-------- Records to process
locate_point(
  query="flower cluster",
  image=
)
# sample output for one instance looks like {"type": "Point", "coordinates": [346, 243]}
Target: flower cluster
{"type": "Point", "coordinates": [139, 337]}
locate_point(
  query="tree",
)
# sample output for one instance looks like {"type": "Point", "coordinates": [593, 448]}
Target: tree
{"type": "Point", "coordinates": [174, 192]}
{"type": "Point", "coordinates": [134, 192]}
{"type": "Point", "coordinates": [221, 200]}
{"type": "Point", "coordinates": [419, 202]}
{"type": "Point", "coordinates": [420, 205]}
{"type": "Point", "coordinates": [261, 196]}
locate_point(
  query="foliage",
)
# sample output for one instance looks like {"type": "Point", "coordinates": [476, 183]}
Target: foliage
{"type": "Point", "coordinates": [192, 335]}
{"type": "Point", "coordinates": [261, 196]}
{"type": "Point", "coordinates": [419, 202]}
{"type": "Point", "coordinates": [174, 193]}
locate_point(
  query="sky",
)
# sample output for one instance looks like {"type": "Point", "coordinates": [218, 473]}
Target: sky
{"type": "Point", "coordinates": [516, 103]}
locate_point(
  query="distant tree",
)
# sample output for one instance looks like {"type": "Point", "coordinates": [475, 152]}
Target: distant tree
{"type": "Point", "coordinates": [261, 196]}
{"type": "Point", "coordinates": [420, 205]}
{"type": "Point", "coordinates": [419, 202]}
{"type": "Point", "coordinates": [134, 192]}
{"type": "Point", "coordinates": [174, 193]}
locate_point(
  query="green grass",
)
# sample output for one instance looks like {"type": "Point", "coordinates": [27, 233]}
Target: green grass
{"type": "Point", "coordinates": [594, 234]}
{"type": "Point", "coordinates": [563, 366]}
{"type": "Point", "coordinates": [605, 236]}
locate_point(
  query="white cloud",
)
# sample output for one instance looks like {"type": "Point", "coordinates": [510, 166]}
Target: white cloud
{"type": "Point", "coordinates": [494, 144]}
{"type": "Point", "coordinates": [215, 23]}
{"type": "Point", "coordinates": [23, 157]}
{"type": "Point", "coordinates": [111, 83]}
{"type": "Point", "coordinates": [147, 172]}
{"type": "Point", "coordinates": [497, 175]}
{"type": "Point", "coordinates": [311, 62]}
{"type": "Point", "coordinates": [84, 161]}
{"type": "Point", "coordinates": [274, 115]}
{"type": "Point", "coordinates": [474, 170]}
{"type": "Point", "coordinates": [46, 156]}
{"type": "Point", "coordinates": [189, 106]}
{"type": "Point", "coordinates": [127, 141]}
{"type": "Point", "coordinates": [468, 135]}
----------------
Reproduce each entry word for word.

_Worked solution_
locate_point(
  query="flower cluster",
  image=
)
# sample output for one instance looks like {"type": "Point", "coordinates": [346, 243]}
Target: flower cluster
{"type": "Point", "coordinates": [139, 337]}
locate_point(
  query="tree",
)
# sample output for one instance looks like {"type": "Point", "coordinates": [593, 448]}
Target: tree
{"type": "Point", "coordinates": [174, 192]}
{"type": "Point", "coordinates": [134, 192]}
{"type": "Point", "coordinates": [221, 200]}
{"type": "Point", "coordinates": [419, 202]}
{"type": "Point", "coordinates": [420, 205]}
{"type": "Point", "coordinates": [261, 196]}
locate_point(
  query="foliage",
)
# sample output for one instance looks like {"type": "Point", "coordinates": [476, 183]}
Target: foliage
{"type": "Point", "coordinates": [192, 335]}
{"type": "Point", "coordinates": [261, 196]}
{"type": "Point", "coordinates": [419, 202]}
{"type": "Point", "coordinates": [174, 193]}
locate_point(
  query="sky",
)
# sample output for one instance looks like {"type": "Point", "coordinates": [218, 473]}
Target: sky
{"type": "Point", "coordinates": [516, 103]}
locate_point(
  query="distant tree",
)
# sample output for one instance looks like {"type": "Point", "coordinates": [475, 152]}
Target: distant tree
{"type": "Point", "coordinates": [261, 196]}
{"type": "Point", "coordinates": [420, 205]}
{"type": "Point", "coordinates": [419, 202]}
{"type": "Point", "coordinates": [134, 192]}
{"type": "Point", "coordinates": [174, 193]}
locate_point(
  query="green grass",
)
# sample output for one instance looks like {"type": "Point", "coordinates": [27, 233]}
Target: green grass
{"type": "Point", "coordinates": [594, 234]}
{"type": "Point", "coordinates": [563, 366]}
{"type": "Point", "coordinates": [605, 236]}
locate_point(
  query="white cloud",
)
# sample output for one instance looks like {"type": "Point", "coordinates": [510, 166]}
Target: white cloud
{"type": "Point", "coordinates": [494, 144]}
{"type": "Point", "coordinates": [215, 23]}
{"type": "Point", "coordinates": [23, 157]}
{"type": "Point", "coordinates": [111, 83]}
{"type": "Point", "coordinates": [147, 172]}
{"type": "Point", "coordinates": [497, 175]}
{"type": "Point", "coordinates": [311, 62]}
{"type": "Point", "coordinates": [84, 161]}
{"type": "Point", "coordinates": [274, 115]}
{"type": "Point", "coordinates": [474, 170]}
{"type": "Point", "coordinates": [46, 156]}
{"type": "Point", "coordinates": [189, 106]}
{"type": "Point", "coordinates": [127, 141]}
{"type": "Point", "coordinates": [468, 135]}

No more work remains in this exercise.